§ VORLIEGENDER TEXT
2.) durch die Erschlaffung des Muskels und einen eventuell verminderten oder fehlenden Blinzelreflex kommt es zu einem zweiten Phänomen: die Muskelpumpfunktion des Orbicularis-Muskels (Augenringmuskel) auf das Tränenkanalsystem fehlt. Hierdurch wird deutlich weniger Tränenflüssigkeit in die Nasen "abgepumpt", was sich zusätzlich negativ auf die in 1. beschriebene Symptomatik des Tränenlaufens auswirkt.

Wiederherstellung mit Eigengewebe

Ist die Erschlaffung des Unterlides noch gering ausgeprägt, so kann durch eine Straffung des Unterlides mit einer speziellen Aufhängetechnik (Kanthoplastik, Kantopexie), meist am äußeren Lidrand, eine Korrektur erfolgen. Der kleine Eingriff erfolgt über eine unauffällige Schnittführung im Bereich der Wimpern. Die Narben sind später nicht sichtbar. Manchmal muss auch am inneren Lidrand ein Straffung durchgeführt werden, oder das nach außenrotierte Tränenpünktchen wieder nach innen zurückverlagert werden, um den Tränensee wieder adäquat drainieren zu können.

§ ZU ERLEDIGENDE AUFGABE
Schreiben Sie den Text über die Erschlaffung des Unterlides vollständig und wortgetreu ab. Die Zeilen weiter unten werden hier nicht gebraucht.

§ ANGEZEIGTE DATEN
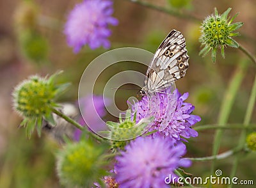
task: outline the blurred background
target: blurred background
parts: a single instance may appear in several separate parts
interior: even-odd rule
[[[0,187],[61,187],[54,161],[54,153],[60,146],[45,135],[39,138],[35,134],[30,139],[26,138],[24,129],[18,128],[21,119],[13,111],[12,92],[15,85],[29,75],[51,75],[63,70],[58,81],[71,82],[72,85],[60,102],[76,102],[83,70],[94,58],[108,51],[103,48],[92,51],[86,46],[76,54],[67,45],[63,33],[64,24],[68,12],[81,1],[0,0]],[[256,52],[255,0],[146,1],[191,15],[202,21],[214,12],[214,7],[219,13],[230,7],[230,16],[239,12],[235,22],[244,23],[238,31],[241,36],[234,39],[252,54]],[[204,58],[198,56],[200,21],[170,15],[129,1],[113,2],[113,15],[119,24],[111,27],[111,49],[134,47],[154,53],[172,29],[181,31],[185,36],[189,68],[186,76],[176,82],[176,86],[182,93],[189,93],[186,102],[195,106],[193,114],[202,118],[195,126],[216,123],[230,78],[239,63],[248,61],[228,119],[229,123],[243,123],[255,74],[255,67],[244,54],[237,49],[226,48],[225,59],[218,53],[216,63],[212,63],[210,55]],[[26,27],[33,27],[36,32],[26,32]],[[95,94],[100,94],[100,84],[104,85],[116,70],[132,69],[145,74],[147,67],[131,65],[110,67],[99,78]],[[127,108],[126,97],[137,93],[131,92],[118,90],[116,93],[116,102],[123,110]],[[252,123],[255,121],[254,109]],[[236,146],[240,132],[239,130],[225,130],[220,152]],[[211,155],[214,134],[214,130],[200,131],[198,137],[189,139],[186,156]],[[243,155],[236,175],[239,179],[254,180],[256,184],[255,157],[253,153]],[[233,157],[219,161],[217,168],[228,176],[232,161]],[[210,167],[209,161],[196,162],[186,171],[195,176],[205,176],[209,175]]]

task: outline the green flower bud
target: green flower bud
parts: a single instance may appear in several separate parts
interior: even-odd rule
[[[252,151],[256,151],[256,132],[250,134],[246,137],[247,146]]]
[[[31,1],[23,1],[15,12],[14,21],[19,29],[34,29],[38,22],[38,8]]]
[[[24,118],[20,125],[26,127],[29,137],[36,127],[40,135],[43,118],[54,124],[52,109],[58,106],[54,100],[68,86],[54,84],[56,75],[49,78],[31,76],[14,89],[13,107]]]
[[[49,43],[44,36],[35,31],[22,30],[19,36],[21,52],[26,58],[36,63],[47,59]]]
[[[221,49],[221,56],[224,58],[224,47],[226,45],[236,48],[239,47],[232,36],[239,35],[238,33],[234,31],[243,25],[243,22],[232,24],[237,13],[231,19],[228,18],[231,8],[228,8],[222,15],[219,15],[216,8],[214,10],[215,15],[208,16],[204,20],[201,26],[202,35],[199,38],[202,45],[204,46],[199,55],[205,56],[211,50],[212,62],[216,61],[218,48]]]
[[[57,172],[65,187],[92,187],[106,175],[103,148],[92,141],[81,140],[68,143],[57,155]]]
[[[121,115],[121,114],[120,114]],[[125,118],[119,118],[119,123],[107,121],[107,125],[110,131],[107,132],[108,138],[111,141],[111,148],[115,152],[118,150],[124,150],[129,140],[141,135],[146,130],[146,127],[154,120],[154,117],[142,119],[138,123],[136,123],[136,114],[133,120],[131,120],[131,110],[127,110]]]
[[[167,0],[167,1],[172,7],[180,8],[189,5],[191,0]]]

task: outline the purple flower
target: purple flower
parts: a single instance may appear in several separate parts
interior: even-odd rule
[[[86,44],[92,49],[100,45],[105,48],[110,47],[108,37],[111,32],[109,26],[116,26],[118,22],[111,17],[112,5],[111,0],[84,0],[71,11],[64,33],[74,52],[78,52]]]
[[[175,146],[169,138],[138,137],[116,157],[116,180],[120,187],[170,187],[165,178],[177,177],[175,169],[191,165],[181,159],[186,152],[184,145]]]
[[[198,132],[191,126],[201,120],[198,116],[191,114],[195,109],[190,103],[184,101],[188,97],[188,93],[182,95],[175,90],[173,92],[166,89],[166,93],[156,93],[148,97],[144,96],[141,100],[132,106],[133,111],[137,109],[136,121],[147,116],[155,118],[148,131],[157,130],[153,137],[160,135],[170,137],[176,141],[186,141],[184,138],[196,137]]]
[[[102,96],[88,95],[79,99],[80,110],[82,116],[78,122],[82,125],[87,125],[92,130],[99,131],[106,127],[106,123],[100,119],[106,115],[105,105],[109,104],[109,98],[103,99]],[[95,109],[95,113],[92,110]],[[86,121],[84,121],[84,120]],[[74,133],[74,140],[79,141],[81,131],[76,129]]]

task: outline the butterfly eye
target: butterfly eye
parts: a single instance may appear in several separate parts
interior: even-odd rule
[[[173,54],[174,54],[173,52],[170,52],[170,54],[169,54],[169,57],[170,57],[170,58],[172,58],[172,57],[173,56]]]
[[[179,63],[179,68],[183,68],[184,67],[184,63],[182,62]]]
[[[165,55],[166,56],[169,56],[170,52],[170,51],[169,51],[169,50],[167,50],[167,51],[165,52],[164,55]]]
[[[181,60],[182,60],[182,58],[181,58],[180,56],[179,56],[179,58],[178,58],[178,62],[180,62],[181,61]]]

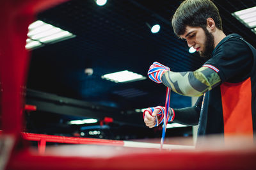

§ ERGEBNIS DER ÜBUNG
2.) durch die Erschlaffung des Muskels und einen eventuell verminderten oder fehlenden Blinzelreflex kommt es zu einem zweiten Phänomen: die Muskelpumpfunktion des Orbicularis-Muskels (Augenringmuskel) auf das Tränenkanalsystem fehlt. Hierdurch wird deutlich weniger Tränenflüssigkeit in die Nasen "abgepumpt", was sich zusätzlich negativ auf die in 1. beschriebene Symptomatik des Tränenlaufens auswirkt.

Wiederherstellung mit Eigengewebe

Ist die Erschlaffung des Unterlides noch gering ausgeprägt, so kann durch eine Straffung des Unterlides mit einer speziellen Aufhängetechnik (Kanthoplastik, Kantopexie), meist am äußeren Lidrand, eine Korrektur erfolgen. Der kleine Eingriff erfolgt über eine unauffällige Schnittführung im Bereich der Wimpern. Die Narben sind später nicht sichtbar. Manchmal muss auch am inneren Lidrand ein Straffung durchgeführt werden, oder das nach außenrotierte Tränenpünktchen wieder nach innen zurückverlagert werden, um den Tränensee wieder adäquat drainieren zu können.